§ **DATA EXCERPTS**

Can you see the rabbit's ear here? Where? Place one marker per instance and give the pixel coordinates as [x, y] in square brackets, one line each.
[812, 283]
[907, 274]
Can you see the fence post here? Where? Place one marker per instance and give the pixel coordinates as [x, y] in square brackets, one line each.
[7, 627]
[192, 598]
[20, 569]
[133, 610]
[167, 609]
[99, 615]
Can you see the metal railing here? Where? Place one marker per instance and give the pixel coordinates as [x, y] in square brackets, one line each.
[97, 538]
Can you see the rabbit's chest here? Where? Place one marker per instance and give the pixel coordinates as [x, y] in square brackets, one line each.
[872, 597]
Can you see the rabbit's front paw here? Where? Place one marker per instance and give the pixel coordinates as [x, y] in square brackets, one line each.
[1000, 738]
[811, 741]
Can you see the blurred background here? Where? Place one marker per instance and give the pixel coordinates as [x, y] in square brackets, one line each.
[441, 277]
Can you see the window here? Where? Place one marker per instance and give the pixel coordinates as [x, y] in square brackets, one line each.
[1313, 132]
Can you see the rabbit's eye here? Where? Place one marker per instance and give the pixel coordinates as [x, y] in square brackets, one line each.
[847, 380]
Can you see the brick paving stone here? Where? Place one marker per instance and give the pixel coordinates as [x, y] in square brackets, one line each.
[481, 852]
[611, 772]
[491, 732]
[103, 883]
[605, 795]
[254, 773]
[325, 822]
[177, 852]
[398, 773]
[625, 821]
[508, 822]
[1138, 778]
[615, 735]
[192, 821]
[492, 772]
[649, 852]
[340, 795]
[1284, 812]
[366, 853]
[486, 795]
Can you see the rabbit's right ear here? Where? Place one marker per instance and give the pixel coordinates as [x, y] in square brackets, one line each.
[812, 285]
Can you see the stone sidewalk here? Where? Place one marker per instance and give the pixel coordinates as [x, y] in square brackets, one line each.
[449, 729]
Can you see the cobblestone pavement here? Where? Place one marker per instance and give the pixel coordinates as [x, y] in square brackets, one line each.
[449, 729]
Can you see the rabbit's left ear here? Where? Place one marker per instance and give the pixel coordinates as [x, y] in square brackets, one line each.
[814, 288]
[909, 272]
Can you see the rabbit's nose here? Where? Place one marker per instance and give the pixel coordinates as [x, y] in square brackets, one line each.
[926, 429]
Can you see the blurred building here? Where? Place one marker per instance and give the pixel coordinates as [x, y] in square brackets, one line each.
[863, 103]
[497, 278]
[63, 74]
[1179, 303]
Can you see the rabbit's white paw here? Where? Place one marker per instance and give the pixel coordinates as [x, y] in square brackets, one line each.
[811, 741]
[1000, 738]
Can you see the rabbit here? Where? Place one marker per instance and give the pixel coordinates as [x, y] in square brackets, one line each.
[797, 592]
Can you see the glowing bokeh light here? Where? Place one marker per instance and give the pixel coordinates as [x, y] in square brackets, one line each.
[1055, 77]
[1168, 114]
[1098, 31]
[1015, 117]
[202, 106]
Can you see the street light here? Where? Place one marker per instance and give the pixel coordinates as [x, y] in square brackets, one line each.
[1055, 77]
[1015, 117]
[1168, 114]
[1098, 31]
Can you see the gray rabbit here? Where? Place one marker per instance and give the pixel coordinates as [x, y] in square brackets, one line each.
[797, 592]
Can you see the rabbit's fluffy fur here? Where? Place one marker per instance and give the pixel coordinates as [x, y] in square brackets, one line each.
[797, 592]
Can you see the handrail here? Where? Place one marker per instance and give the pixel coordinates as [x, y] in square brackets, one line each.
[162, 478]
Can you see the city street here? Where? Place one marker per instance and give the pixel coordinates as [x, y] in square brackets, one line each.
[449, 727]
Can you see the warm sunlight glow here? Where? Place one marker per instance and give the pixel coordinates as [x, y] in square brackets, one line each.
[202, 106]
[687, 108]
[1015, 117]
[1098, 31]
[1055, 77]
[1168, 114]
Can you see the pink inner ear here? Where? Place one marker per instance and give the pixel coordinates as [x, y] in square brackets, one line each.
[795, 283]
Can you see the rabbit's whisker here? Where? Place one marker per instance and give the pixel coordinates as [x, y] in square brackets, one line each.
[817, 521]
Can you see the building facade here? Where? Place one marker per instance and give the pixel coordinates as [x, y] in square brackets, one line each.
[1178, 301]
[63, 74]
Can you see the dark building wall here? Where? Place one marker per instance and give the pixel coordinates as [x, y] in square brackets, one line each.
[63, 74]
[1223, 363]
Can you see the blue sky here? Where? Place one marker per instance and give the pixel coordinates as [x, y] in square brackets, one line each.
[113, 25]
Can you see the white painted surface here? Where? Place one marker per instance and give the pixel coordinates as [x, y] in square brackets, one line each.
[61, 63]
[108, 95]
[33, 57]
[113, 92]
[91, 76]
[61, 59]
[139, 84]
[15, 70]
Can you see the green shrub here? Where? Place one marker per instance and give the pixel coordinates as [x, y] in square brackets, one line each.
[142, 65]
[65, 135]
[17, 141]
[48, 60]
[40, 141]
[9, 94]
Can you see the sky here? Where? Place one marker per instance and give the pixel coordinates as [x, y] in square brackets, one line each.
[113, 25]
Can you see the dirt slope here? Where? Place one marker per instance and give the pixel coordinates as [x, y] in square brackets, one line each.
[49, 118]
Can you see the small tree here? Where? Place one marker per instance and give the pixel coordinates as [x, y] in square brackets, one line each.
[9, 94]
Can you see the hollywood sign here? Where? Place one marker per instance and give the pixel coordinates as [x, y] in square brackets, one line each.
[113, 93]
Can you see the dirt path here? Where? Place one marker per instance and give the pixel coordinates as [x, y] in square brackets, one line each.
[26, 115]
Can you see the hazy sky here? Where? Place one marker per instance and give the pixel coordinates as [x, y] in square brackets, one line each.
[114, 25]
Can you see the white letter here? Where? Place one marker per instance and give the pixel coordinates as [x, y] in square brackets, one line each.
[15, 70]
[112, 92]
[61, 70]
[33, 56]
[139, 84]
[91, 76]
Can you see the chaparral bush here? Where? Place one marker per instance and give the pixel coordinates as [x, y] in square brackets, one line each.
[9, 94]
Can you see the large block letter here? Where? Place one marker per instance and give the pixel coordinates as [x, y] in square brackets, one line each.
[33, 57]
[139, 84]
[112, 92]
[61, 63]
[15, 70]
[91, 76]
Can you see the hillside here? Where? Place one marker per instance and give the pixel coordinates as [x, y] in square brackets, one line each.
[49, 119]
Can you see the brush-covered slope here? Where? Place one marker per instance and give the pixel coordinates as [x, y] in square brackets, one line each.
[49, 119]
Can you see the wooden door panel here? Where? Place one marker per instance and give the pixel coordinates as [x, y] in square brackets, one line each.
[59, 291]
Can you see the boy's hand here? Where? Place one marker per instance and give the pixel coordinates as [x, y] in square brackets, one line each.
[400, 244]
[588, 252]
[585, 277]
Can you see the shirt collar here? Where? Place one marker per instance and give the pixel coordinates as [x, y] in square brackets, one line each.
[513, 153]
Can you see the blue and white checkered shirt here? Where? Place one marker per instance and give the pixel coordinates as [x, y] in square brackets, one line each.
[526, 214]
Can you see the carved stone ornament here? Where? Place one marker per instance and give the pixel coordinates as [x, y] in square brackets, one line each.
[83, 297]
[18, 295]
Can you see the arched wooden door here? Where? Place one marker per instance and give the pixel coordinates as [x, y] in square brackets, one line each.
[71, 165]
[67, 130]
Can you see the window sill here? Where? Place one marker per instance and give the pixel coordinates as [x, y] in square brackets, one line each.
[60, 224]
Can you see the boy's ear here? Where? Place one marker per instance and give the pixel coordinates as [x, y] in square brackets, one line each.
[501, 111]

§ **WHAT TO DO**
Your task is to retype all of the records exactly.

§ **THE OUTPUT**
Can you see the rabbit's ear here? Where? Place one marker per instance and give the pixel coordinates as [x, y] in square brackets, one line each.
[812, 283]
[907, 274]
Can you see the fence post here? Where? Place one marker per instance and give the pixel coordinates as [x, y] in square brackets, one line each.
[7, 627]
[192, 598]
[20, 569]
[133, 610]
[167, 609]
[99, 615]
Can you see the metal railing here? Where? Place one marker per instance and give the pixel coordinates as [x, y] in square brackets, one line each.
[97, 538]
Can you see the rabbit's chest here? Where? Place one marker per instance and give the pixel coordinates as [x, y] in square brackets, one line each.
[872, 597]
Can you see the rabbit's front paw here? Where? Place one marker per instance and give the pixel coordinates as [x, y] in square brackets, one line each.
[1000, 738]
[811, 741]
Can you see the blurred background here? Where? Place one marker per instance and give the pixel coordinates as [x, y] in square brackets, one line each.
[441, 277]
Can you see the window here? Where? Place one marker per instance and give the pixel coordinates as [x, y] in square brackets, one line each.
[1313, 132]
Can you see the rabbit's eye here? Where? Place one marker per instance and give the pixel coordinates as [x, y] in square brackets, one line each.
[847, 380]
Can you see the brick paving stone here? Where? Place one marker per instance and give the pixel coordinates as [x, y] in square brackets, one line each.
[481, 852]
[611, 772]
[491, 732]
[103, 883]
[605, 795]
[254, 773]
[325, 822]
[177, 852]
[398, 773]
[625, 821]
[508, 822]
[1138, 778]
[615, 735]
[192, 821]
[492, 772]
[649, 852]
[340, 795]
[1284, 812]
[366, 853]
[486, 795]
Can you see the rabbit's right ear here? Where? Place one marker per instance and give the pixel coordinates as [x, y] in square brackets, one line each.
[812, 285]
Can you see the stone sidewalk here? Where? Place one marker per instance and give the pixel coordinates as [x, y] in square brackets, one line each.
[449, 729]
Can you see the cobblestone pavement here? Where? Place one marker per instance and give the pixel coordinates as [x, y] in square brackets, one line each.
[449, 729]
Can you see the rabbit's left ear here? Where? Place one marker per instance and give the pixel coordinates as [x, y] in square brackets, one line each.
[814, 288]
[909, 272]
Can you see the rabbit's nose here? Where? Place one marker per instance and give the pixel coordinates as [x, y] in square brackets, one line each.
[926, 429]
Can you see the blurred building here? Where? Place one marker per instance and give the pixel coordinates as [x, y] in square brackets, one line each.
[863, 103]
[497, 278]
[63, 74]
[1179, 303]
Can you see the rabbit's white paw here? Where? Place one marker per instance and give the pixel coordinates as [x, y] in square brackets, one line each.
[811, 741]
[1000, 738]
Can you see the rabbit here? Where? Place one marker per instance and give the pixel coordinates as [x, y] in square brackets, one line each.
[797, 592]
Can you see the glowing bokeh light here? Where? Place one marker per instance and give the pixel coordinates as [x, y] in square brackets, one line each.
[1055, 77]
[1168, 114]
[1098, 31]
[1015, 117]
[202, 106]
Can you see the street light here? Where? Place one marker per instance and give the pixel coordinates as [x, y] in square brackets, one line each.
[1055, 77]
[1015, 117]
[1168, 114]
[1098, 31]
Can you see the gray rabbit here? Where? Place one marker per instance and give the pixel coordinates as [x, y] in square brackets, one line each.
[797, 592]
Can you see the rabbit's fluffy fur here? Where? Place one marker per instance and give the pixel coordinates as [x, y] in square brackets, one line each.
[797, 592]
Can you see the handrail here? Where? Place one marker per instance and give the pixel coordinates as [x, y] in square brackets, one line each.
[162, 478]
Can you see the city street here? Where? Place one marker per instance and give the pixel coordinates as [x, y] in square brackets, one line each.
[449, 727]
Can you see the warm sunlight glow here? Where? Place one marker per instance and give the pixel coordinates as [x, y] in square brackets, one line each.
[202, 106]
[687, 108]
[1015, 117]
[1098, 31]
[1055, 77]
[1168, 114]
Can you see the pink inner ear here? Where? Place one marker per instance and give the pixel coordinates as [x, y] in square brackets, one line each.
[795, 283]
Can you see the rabbit's whisker here? Where? Place one marker per instance and give the pixel coordinates as [x, y] in square brackets, one line each.
[817, 521]
Can you see the building facade here? Where? Place one marker per instance and give the pixel coordinates as [x, y] in square brackets, one line each.
[1178, 301]
[63, 74]
Can you see the dark building wall here? Where? Place one marker per instance and give the pixel coordinates as [x, y] in square brackets, one line each.
[63, 74]
[1223, 363]
Can you see the blue sky here? Where? Place one marker per instance and give the pixel coordinates as [x, y] in square brackets, one line each.
[113, 25]
Can you see the white painted surface here? Where? Place one marker per instance and give the pixel coordinates as [x, y] in square brackets, one line each.
[61, 63]
[108, 95]
[33, 57]
[113, 92]
[91, 76]
[61, 59]
[139, 84]
[15, 70]
Can you see the green shrub here? Where? Place one marker per instance and give the pixel coordinates as [x, y] in square brackets, one line each.
[142, 65]
[65, 135]
[17, 141]
[48, 60]
[40, 141]
[9, 94]
Can you see the sky here? Where? Place one marker per instance and give the pixel coordinates as [x, y] in square brackets, one line each.
[113, 25]
Can you see the dirt slope here? Where? Place one marker per instance and give the pixel coordinates as [x, y] in square brackets, one line each.
[49, 118]
Can you see the small tree here? Where? Place one marker per instance and give the pixel coordinates as [x, y] in square brackets, one line each.
[9, 94]
Can you see the hollywood sign here? Where? Place one marker per instance and give the pixel coordinates as [x, y] in square brackets, one line each.
[113, 93]
Can you see the dirt path here? Where? Place one marker per instance and give the pixel coordinates as [x, y] in square brackets, one line each.
[26, 115]
Can you see the hazy sky here? Where? Place one marker per instance and give the pixel coordinates as [x, y] in square brackets, one line each.
[114, 25]
Can you see the white letter here? Where? Place one marker per instance and give the pixel coordinates as [x, y] in square brackets, one line each.
[15, 70]
[112, 92]
[61, 70]
[33, 56]
[139, 84]
[91, 76]
Can you see the chaparral bush here? Where? Place one marker per instance and give the pixel coordinates as [x, y] in square brackets, one line each.
[9, 94]
Can you see the large block letter here? Where? Place one marker per instance and give the pixel coordinates as [x, y] in square brackets, one line each.
[33, 57]
[139, 84]
[112, 92]
[61, 63]
[15, 70]
[91, 76]
Can you see the hillside here? Where? Place one marker per instance and give the pixel coordinates as [x, y] in square brackets, one line each.
[49, 119]
Can you see the brush-covered slope here? Where? Place one marker per instance and give the pixel coordinates as [x, y] in square brackets, one line each.
[49, 119]
Can you see the wooden door panel here? Where? Place one marker per instance and give the pixel coordinates as [x, y] in square brackets, one line each.
[59, 291]
Can you see the boy's hand here? Where? Place one marker per instance and give the pixel coordinates as [x, y] in square brackets, one line each.
[400, 244]
[588, 252]
[585, 277]
Can you see the shirt collar here? Where? Place one marker per instance and give the pixel coordinates as [x, y] in square brackets, one line each.
[513, 153]
Can you see the blue and white checkered shirt here? Where? Place one marker per instance and give the pixel coordinates as [x, y] in square brackets, one line each.
[526, 214]
Can you see the carved stone ornament here? Where? Place one marker per instance and give the pixel coordinates as [x, y] in square brackets, one line each.
[83, 297]
[18, 295]
Can you see the arched wooden door here? Where? Place one marker per instance and give the pixel coordinates as [x, y] in square brackets, one line each.
[71, 165]
[67, 130]
Can you see the window sill here? Where? Place one marker per instance and give the pixel coordinates as [x, y] in square brackets, one line each.
[60, 224]
Can you see the boy's ear here? Where? Place one marker per instance and give the pixel coordinates as [x, y] in square brackets, one line each.
[501, 111]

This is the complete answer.